• WHAT YOU WILL DO: Repeat every record below exactly, but leave out any pictures.

Dataset items:
++++

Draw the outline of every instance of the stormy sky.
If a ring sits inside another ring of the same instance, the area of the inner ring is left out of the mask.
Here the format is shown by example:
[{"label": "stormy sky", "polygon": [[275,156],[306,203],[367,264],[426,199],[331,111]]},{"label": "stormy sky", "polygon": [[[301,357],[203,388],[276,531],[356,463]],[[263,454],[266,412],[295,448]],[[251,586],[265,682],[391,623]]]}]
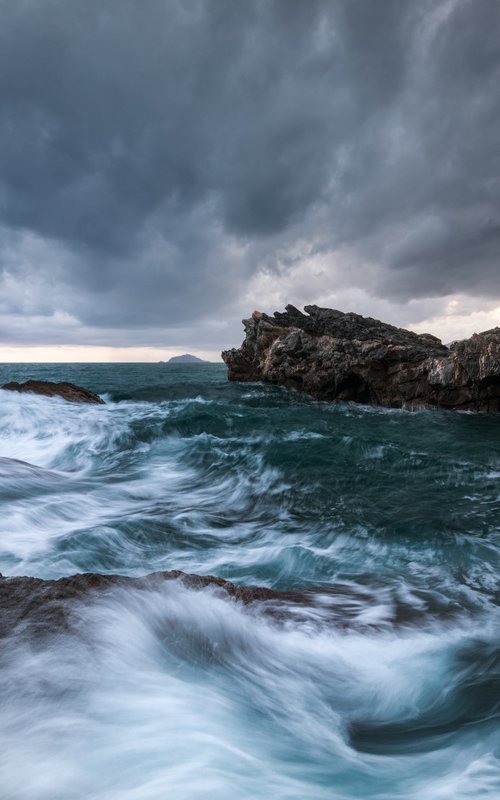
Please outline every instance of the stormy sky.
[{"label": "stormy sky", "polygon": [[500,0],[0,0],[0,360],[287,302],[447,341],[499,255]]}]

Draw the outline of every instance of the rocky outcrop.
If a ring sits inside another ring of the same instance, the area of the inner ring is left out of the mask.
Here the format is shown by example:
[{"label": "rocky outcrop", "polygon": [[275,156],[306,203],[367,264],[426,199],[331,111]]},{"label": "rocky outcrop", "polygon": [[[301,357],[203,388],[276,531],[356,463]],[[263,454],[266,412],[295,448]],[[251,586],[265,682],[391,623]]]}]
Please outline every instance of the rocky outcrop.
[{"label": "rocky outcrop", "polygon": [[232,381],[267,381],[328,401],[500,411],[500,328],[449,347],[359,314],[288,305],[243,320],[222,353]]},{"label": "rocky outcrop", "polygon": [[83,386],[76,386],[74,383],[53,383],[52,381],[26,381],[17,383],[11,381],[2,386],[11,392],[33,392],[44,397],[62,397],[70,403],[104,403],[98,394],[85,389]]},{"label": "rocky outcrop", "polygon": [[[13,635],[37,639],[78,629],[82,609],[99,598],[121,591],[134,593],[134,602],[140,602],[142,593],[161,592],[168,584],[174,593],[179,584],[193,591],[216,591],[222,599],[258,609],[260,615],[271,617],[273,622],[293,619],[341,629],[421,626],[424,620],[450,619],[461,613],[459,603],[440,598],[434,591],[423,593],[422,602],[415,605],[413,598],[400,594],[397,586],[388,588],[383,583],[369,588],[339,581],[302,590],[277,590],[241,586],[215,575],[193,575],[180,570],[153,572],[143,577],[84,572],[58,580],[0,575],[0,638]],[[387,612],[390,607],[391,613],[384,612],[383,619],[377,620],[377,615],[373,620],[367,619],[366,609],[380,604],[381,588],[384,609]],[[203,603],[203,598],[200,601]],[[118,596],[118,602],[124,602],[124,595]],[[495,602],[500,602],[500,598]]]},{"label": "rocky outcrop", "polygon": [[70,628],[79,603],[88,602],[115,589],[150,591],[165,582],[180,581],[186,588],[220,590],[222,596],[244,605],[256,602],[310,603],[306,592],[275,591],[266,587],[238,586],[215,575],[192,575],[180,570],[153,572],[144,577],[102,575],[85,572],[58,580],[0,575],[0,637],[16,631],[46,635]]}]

++++

• COMPLETED EXERCISE:
Draw the outline of every instance of the stormy sky.
If a ring sits inside another ring of the same instance, the area of the inner ring is left out of the mask.
Here the format is shown by example:
[{"label": "stormy sky", "polygon": [[275,156],[306,203],[367,264],[426,199],[331,111]]},{"label": "stormy sky", "polygon": [[[301,357],[203,388],[276,531],[356,463]],[[263,454],[266,412],[295,448]],[[251,586],[265,682],[391,623]]]}]
Please outline every instance of the stormy sky.
[{"label": "stormy sky", "polygon": [[500,0],[0,0],[0,360],[287,302],[447,341],[499,255]]}]

Draw the outline of every instance of the rocky outcrop.
If a ring sits inside another ring of the same instance, the area of the inner ring is left out of the mask.
Here the format is shown by example:
[{"label": "rocky outcrop", "polygon": [[275,156],[306,203],[367,264],[426,199],[331,111]]},{"label": "rocky outcrop", "polygon": [[[301,357],[203,388],[276,531],[356,463]],[[263,454],[266,412],[295,448]],[[251,586],[265,682],[391,623]]]}]
Please outline every instance of the rocky outcrop.
[{"label": "rocky outcrop", "polygon": [[232,381],[267,381],[328,401],[500,411],[500,328],[449,347],[359,314],[288,305],[243,320],[222,353]]},{"label": "rocky outcrop", "polygon": [[83,386],[76,386],[74,383],[53,383],[52,381],[26,381],[17,383],[11,381],[2,386],[11,392],[33,392],[44,397],[62,397],[70,403],[104,403],[98,394],[85,389]]},{"label": "rocky outcrop", "polygon": [[[13,635],[37,639],[78,629],[82,609],[99,598],[121,591],[134,593],[134,602],[140,602],[142,593],[161,592],[168,584],[174,593],[179,584],[193,591],[216,591],[222,599],[258,609],[260,615],[271,617],[273,622],[293,619],[341,629],[421,626],[424,620],[450,619],[461,613],[459,603],[440,598],[434,591],[423,593],[422,602],[415,605],[413,598],[400,594],[397,586],[388,588],[383,583],[369,588],[339,581],[302,590],[277,590],[241,586],[215,575],[193,575],[180,570],[153,572],[143,577],[84,572],[58,580],[0,575],[0,638]],[[387,612],[390,607],[391,613],[384,612],[383,619],[377,620],[377,615],[373,620],[367,619],[366,609],[380,604],[381,588],[384,609]],[[203,603],[203,598],[200,601]],[[118,596],[118,602],[124,602],[124,595]],[[495,602],[500,602],[500,598]]]},{"label": "rocky outcrop", "polygon": [[70,628],[79,603],[88,602],[115,589],[150,591],[165,582],[180,581],[186,588],[220,590],[222,596],[244,605],[256,602],[310,603],[306,592],[275,591],[266,587],[238,586],[215,575],[192,575],[180,570],[153,572],[144,577],[102,575],[85,572],[58,580],[0,575],[0,637],[16,631],[46,635]]}]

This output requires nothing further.